Repeat the listing exactly as given, omitting every image.

SUPPLIED INFORMATION:

####

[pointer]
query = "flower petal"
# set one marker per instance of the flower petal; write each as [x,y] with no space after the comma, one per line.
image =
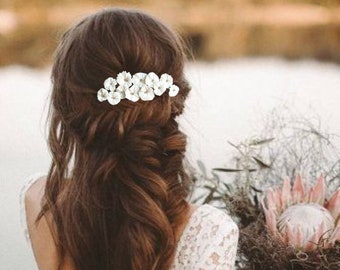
[167,80]
[270,220]
[286,193]
[173,91]
[159,88]
[110,84]
[335,236]
[102,94]
[318,192]
[151,79]
[298,190]
[333,205]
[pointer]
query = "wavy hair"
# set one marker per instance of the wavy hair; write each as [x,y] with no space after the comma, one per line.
[116,188]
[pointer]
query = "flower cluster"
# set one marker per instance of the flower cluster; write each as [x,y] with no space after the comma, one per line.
[139,86]
[300,216]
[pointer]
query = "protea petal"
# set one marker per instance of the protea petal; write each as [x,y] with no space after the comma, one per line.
[333,205]
[270,218]
[312,242]
[285,196]
[335,236]
[272,200]
[299,237]
[318,192]
[298,190]
[289,237]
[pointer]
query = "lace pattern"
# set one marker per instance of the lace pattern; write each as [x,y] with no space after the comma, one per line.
[208,242]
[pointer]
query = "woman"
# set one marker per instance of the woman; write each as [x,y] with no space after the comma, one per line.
[115,195]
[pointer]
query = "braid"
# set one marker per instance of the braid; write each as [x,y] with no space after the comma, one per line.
[117,187]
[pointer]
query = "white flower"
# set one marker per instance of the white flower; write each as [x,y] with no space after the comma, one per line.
[124,78]
[132,93]
[146,93]
[151,79]
[173,91]
[167,80]
[159,88]
[139,79]
[102,94]
[114,98]
[110,84]
[122,90]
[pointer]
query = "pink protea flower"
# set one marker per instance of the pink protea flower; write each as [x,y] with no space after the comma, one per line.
[301,217]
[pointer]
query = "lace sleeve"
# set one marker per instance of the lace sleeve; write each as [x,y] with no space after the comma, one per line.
[26,185]
[221,251]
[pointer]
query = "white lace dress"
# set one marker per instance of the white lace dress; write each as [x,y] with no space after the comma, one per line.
[208,242]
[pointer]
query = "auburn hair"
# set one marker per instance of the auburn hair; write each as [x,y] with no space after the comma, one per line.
[116,188]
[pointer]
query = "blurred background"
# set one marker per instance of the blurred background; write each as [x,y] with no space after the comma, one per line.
[292,29]
[250,58]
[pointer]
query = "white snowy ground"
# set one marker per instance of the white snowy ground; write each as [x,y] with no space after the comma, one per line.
[229,100]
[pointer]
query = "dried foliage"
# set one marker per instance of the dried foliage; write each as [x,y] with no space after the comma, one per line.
[290,144]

####

RESULT:
[pointer]
query = "flower petal"
# set one marker per instance of the flower petal; write each as [x,y] with no space after the comma, one per line.
image =
[167,80]
[270,220]
[286,193]
[173,91]
[159,88]
[110,84]
[335,236]
[102,94]
[318,192]
[151,79]
[298,190]
[333,205]
[pointer]
query = "wavy hair"
# set one marker per instance of the wavy hair; write each as [x,y] with no space after the comma, one per line.
[116,188]
[pointer]
query = "flower cluster"
# set one marker per instance of the flower cluster; write each as [x,y] with no space after the comma, one per line.
[139,86]
[300,216]
[pointer]
query = "protea petal"
# set one marker per instance of the protea petal; write each as [x,y] with no space after the comma, one per line.
[333,205]
[270,218]
[312,242]
[285,196]
[335,236]
[272,200]
[299,237]
[318,192]
[298,190]
[289,237]
[pointer]
query = "lace pattern"
# set one marker per instance of the lace pattern; write each as [x,y] with no space after the comma, one per line.
[208,242]
[pointer]
query = "woman"
# set one marker per instance of the woman; write each as [x,y] with no space after the comma, one per line.
[115,195]
[pointer]
query = "braid"
# set one marker per instance of the braid; write each as [x,y] with no space after the comma, one per line.
[117,187]
[pointer]
query = "white flower"
# set one marker per instance of the white flower; write each as [x,y] with no space after the comma, one per line.
[124,78]
[132,93]
[146,93]
[151,79]
[173,91]
[167,80]
[159,88]
[139,79]
[102,94]
[114,98]
[110,84]
[122,90]
[pointer]
query = "pink protea flower"
# set one marker per instance of the pink protea flower; write each as [x,y] with no space after the comma, one per line.
[301,217]
[pointer]
query = "lace sleeve"
# set one marker per instance of the lace sleeve; write each as [x,y] with no space after the comma, one per line.
[26,185]
[221,251]
[pointer]
query = "white lace dress"
# set one marker per instance of the white lace dress; write each as [x,y] with no space after the comma, one per line.
[208,242]
[pointer]
query = "auburn hair"
# set one marker per instance of the auburn hair; write each as [x,y] with no space after the comma, one per line.
[116,188]
[pointer]
query = "blurred background"
# set one marker per instance of the blurred background; write each as [x,y] with no space after the comma, one per line.
[292,29]
[250,58]
[pointer]
query = "white snowy ground"
# set one marker per instance of the white snowy ground; write each as [x,y] with no space after the comma, one per line.
[229,100]
[pointer]
query = "dried foliage"
# set one marker per instance of the dried foliage; write each as [x,y] with no space after the comma, one per line.
[290,144]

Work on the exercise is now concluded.